§ **Extrait de texte**:
▶

L'atlas parcellaire de 1813 (dont un extrait est présenté ci-dessous) permet d'en préciser la description. La partie droite (parcelle 25) parait être un parc aménagé avec un bassin au centre. A l'est, coté Plessis-Trévise, figure une ouverture (u) dans le mur (il en reste aujourdh'ui deux piliers tronqués, à l'entrée du champ. Le mur a  également disparu. Dans la partie gauche, les bâtiments ont une forme de U incomplet et couché vers la gauche. Les bâtiments à usage d'habitation sont situés au centre (A, B) et donnent à la fois sur la cour à gauche et sur le parc à droite. Certains écrits mentionnent qu'à l'extrémité nord, une des habitations (A) était indépendante des autres et serait la partie la plus ancienne. En 1975, on y distinguait encore les vestiges d'une cheminée et l'emplacement d'une laiterie. Dans le reste du bâtiment (entre A et B), les pièces sont organisées en enfilade (anciennes cellules réservées aux moines ?) Au rez-de-chaussée, existait une salle dotée d'une vaste cheminée paysanne, qui aurait été jadis la salle de garde (Ces constructions n'existent plus aujourd’hui).

◀

§ **Consignes**:
Donnez la suite de la description du domaine d'après l'atlas parcellaire de 1813, en reprenant juste après sa dernière phrase. Les enregistrements qui suivent sont tirés d'une autre source.

§ **Données extraites**:
▶

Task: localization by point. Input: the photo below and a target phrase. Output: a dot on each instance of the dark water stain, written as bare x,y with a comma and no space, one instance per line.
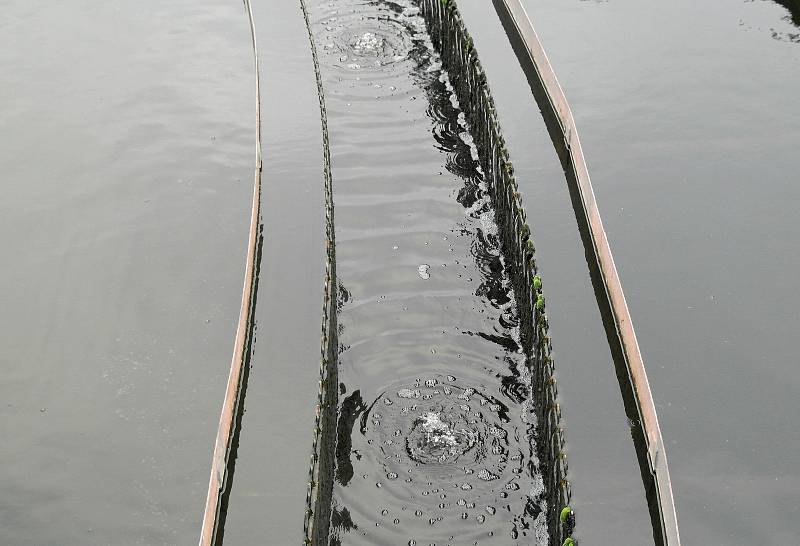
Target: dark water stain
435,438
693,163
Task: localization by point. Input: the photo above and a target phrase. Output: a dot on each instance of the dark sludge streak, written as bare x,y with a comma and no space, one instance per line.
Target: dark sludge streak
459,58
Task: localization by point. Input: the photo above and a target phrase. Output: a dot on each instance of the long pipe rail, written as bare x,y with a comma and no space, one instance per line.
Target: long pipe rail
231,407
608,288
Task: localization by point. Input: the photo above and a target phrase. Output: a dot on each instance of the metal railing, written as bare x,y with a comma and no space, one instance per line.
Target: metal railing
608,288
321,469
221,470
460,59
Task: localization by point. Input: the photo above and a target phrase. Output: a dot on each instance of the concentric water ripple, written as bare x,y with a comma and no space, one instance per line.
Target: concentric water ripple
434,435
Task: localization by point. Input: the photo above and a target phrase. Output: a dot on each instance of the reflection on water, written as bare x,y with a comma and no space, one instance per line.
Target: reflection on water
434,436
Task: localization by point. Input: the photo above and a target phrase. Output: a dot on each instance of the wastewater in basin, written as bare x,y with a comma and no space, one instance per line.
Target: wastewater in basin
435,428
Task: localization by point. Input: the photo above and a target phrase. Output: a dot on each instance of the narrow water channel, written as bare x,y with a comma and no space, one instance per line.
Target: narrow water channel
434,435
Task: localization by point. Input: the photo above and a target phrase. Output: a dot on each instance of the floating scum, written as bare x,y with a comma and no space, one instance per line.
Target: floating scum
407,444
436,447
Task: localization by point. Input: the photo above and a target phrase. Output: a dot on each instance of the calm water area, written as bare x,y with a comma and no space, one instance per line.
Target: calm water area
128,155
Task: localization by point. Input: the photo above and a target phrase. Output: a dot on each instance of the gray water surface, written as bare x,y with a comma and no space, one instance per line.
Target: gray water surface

◀
▶

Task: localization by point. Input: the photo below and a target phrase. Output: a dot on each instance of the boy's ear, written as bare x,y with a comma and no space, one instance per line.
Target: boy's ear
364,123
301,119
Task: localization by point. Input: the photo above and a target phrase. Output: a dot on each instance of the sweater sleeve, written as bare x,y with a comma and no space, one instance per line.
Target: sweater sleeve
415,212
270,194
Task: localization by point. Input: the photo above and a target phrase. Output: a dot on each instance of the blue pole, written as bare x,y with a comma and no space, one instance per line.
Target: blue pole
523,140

◀
▶

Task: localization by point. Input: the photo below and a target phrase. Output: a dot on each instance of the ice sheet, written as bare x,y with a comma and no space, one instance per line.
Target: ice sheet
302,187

◀

§ **Réponse rédigée**:
 

Les Bordes - Vestiges d'un blason

Une seconde entrée sur le domaine est visible au sud (en P coté chemin), donnant dans la partie droite (seconde entrée du champ actuel). Dans l'entrée de la cour principale (E), on note la présence de piliers dont l'un porte un blason, témoignant sans doute d'un passé ancien. Sa signification reste encore aujourd'hui un mystère. Très érodé par le temps, il se présente sous la forme d'un cadre de 54x78 cm dont la représentation a été sculptée à même le pilier à une hauteur de 3 m.

Aujourd’hui, on distingue encore un buste dans la partie haute, au-dessus d'un écu encadré par deux animaux difficilement identifiables (levrettes, cervidés ?).

Michel François Pillion cultivateur est installé maire de la Queue en Brie le 13 ventôse an 13 avec Vidron comme adjoint. Il habite alors sa maison des Bordes. Il était taxé en 1789 de 6 livres de captation pour l'emploi d'un jardinier,  d'un charretier et d'une servante.

XIXe siècle

En 1813, au beau milieu de la cour, figure sur un plan, un imposant pigeonnier (environ 7m de diamètre pour 11m de haut). Dans le cahier de doléances de Chennevières-sur-Marne rédigé au moment de la Révolution, il était demandé "la suppression de 6 ou 7 colombiers qui existent dans la paroisse par des personnes qui n'en ont pas le droit".  Ce colombier faisait-il partie de la liste ? Toujours est-il qu'il est encore présent au début des années 1900 et visible sur les cartes postales. Mais quelques dizaines d'années plus tard, il a disparu.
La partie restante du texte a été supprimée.